***** ENTRIES *****
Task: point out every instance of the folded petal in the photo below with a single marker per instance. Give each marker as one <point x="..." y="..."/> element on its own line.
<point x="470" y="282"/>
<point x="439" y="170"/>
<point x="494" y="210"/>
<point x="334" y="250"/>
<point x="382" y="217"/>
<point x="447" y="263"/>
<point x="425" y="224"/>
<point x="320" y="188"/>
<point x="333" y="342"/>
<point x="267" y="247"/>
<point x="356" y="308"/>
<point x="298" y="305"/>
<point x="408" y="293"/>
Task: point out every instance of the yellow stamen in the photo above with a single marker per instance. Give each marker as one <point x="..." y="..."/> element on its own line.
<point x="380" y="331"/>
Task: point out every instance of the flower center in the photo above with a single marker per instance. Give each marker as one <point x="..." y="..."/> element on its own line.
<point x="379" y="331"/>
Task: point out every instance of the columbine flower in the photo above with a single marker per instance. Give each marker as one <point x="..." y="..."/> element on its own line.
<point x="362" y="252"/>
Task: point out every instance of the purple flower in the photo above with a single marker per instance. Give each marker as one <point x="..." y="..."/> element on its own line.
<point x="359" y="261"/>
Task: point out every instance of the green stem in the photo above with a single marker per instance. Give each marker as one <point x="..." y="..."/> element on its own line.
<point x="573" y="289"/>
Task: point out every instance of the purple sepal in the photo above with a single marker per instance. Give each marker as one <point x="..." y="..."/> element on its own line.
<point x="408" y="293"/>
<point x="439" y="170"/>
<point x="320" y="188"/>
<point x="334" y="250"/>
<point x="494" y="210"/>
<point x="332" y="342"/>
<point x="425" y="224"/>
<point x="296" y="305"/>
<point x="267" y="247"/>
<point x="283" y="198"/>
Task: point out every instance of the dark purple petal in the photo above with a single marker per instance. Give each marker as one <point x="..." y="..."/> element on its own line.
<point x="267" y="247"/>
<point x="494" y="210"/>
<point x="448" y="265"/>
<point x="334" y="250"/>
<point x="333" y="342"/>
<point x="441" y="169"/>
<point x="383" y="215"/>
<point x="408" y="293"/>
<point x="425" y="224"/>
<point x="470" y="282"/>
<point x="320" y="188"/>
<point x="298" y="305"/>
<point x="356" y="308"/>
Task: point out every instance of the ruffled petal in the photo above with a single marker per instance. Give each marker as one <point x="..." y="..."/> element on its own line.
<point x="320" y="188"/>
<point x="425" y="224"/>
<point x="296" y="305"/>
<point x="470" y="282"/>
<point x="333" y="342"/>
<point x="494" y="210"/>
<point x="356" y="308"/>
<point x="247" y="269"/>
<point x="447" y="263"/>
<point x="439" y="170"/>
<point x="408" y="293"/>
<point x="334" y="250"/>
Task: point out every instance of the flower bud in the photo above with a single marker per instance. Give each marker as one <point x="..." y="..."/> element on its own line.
*****
PROBLEM TO WORK ON:
Could you rescale the data between the line holding "Task: point out every instance of the ruffled" and the end of the data, inclusive, giving back only those lines, with their request lines unchanged and every x and y coordinate in the answers multiplied by 2.45 and rounded to a whole number (halves round up)?

REPLY TO THE EXERCISE:
Task: point out every instance of the ruffled petal in the photo above with a single marker per instance. Give each marker as one <point x="..." y="..."/> element on its own line.
<point x="784" y="461"/>
<point x="1041" y="549"/>
<point x="725" y="747"/>
<point x="1152" y="691"/>
<point x="816" y="838"/>
<point x="1210" y="515"/>
<point x="872" y="755"/>
<point x="605" y="659"/>
<point x="1095" y="644"/>
<point x="1076" y="417"/>
<point x="1000" y="718"/>
<point x="818" y="613"/>
Task: point out every instance of the flower bud in the photo above with a single marker per instance. Give each marker as one <point x="..." y="..."/> element on its own line.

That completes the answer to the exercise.